··· Source material ···
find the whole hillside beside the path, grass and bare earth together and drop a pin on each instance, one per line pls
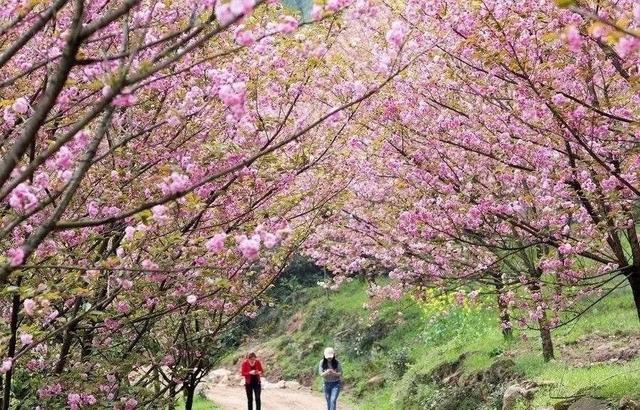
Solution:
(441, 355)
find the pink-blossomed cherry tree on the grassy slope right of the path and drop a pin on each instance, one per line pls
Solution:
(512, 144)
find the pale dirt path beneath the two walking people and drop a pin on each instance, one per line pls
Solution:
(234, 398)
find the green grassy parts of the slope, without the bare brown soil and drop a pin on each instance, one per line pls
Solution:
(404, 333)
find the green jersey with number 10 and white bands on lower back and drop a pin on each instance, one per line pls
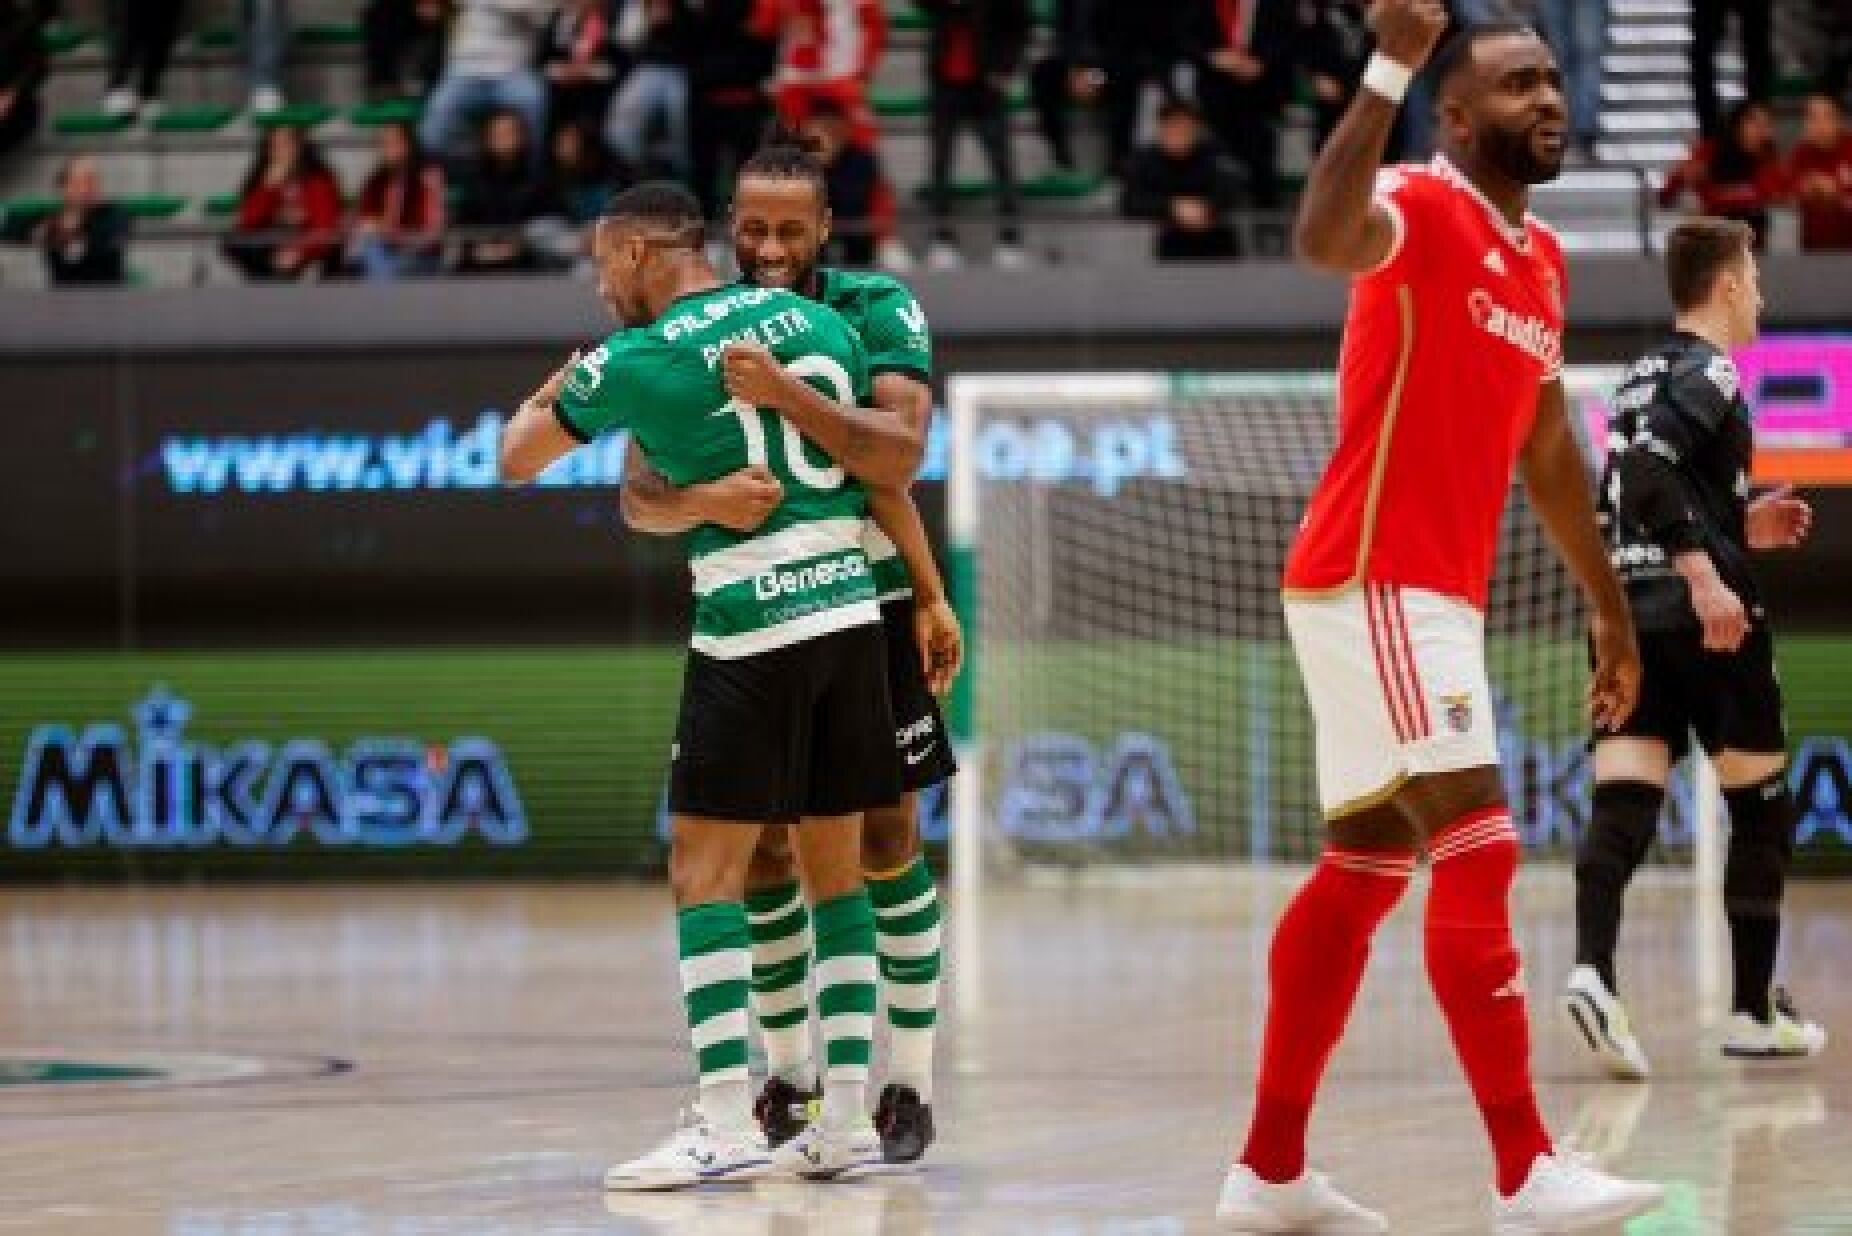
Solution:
···
··· Source material ···
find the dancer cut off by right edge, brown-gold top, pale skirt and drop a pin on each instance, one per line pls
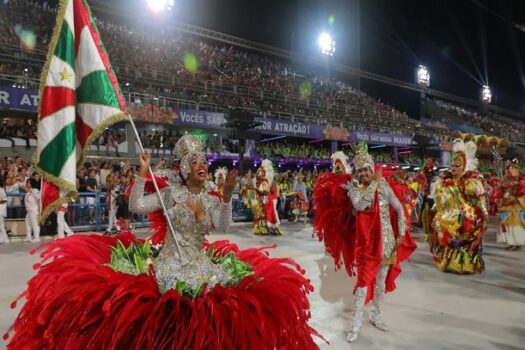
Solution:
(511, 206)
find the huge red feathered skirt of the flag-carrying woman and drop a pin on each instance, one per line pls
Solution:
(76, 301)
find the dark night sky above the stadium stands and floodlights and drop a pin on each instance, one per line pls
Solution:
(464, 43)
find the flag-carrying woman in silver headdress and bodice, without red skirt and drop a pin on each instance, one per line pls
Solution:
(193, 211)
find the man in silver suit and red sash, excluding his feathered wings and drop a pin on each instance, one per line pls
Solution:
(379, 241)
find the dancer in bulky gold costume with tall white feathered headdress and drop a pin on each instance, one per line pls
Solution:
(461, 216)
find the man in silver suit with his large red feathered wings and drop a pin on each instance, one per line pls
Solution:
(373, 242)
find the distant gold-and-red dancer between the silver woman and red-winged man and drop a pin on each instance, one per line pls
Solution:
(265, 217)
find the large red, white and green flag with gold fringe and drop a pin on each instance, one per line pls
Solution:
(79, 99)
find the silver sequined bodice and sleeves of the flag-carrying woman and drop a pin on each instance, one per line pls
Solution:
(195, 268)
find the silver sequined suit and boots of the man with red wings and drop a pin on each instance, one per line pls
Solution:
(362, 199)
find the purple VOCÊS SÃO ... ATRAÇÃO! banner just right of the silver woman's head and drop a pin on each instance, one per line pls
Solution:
···
> **Task directions**
Retrieve each line from the records above where the word "gold" occurs.

> **Task answer**
find the dancer cut off by right edge, brown-gold top, pale skirt and drop a pin on each instance, one per line pls
find the dancer in bulky gold costume with tall white feathered headdress and drop a pin on each instance, one per line pls
find the distant gold-and-red dancer between the silver woman and red-winged man and drop a pin on each instance, one per line pls
find the large red, white and green flag with gold fringe and drop a pin on each instance, one per line pls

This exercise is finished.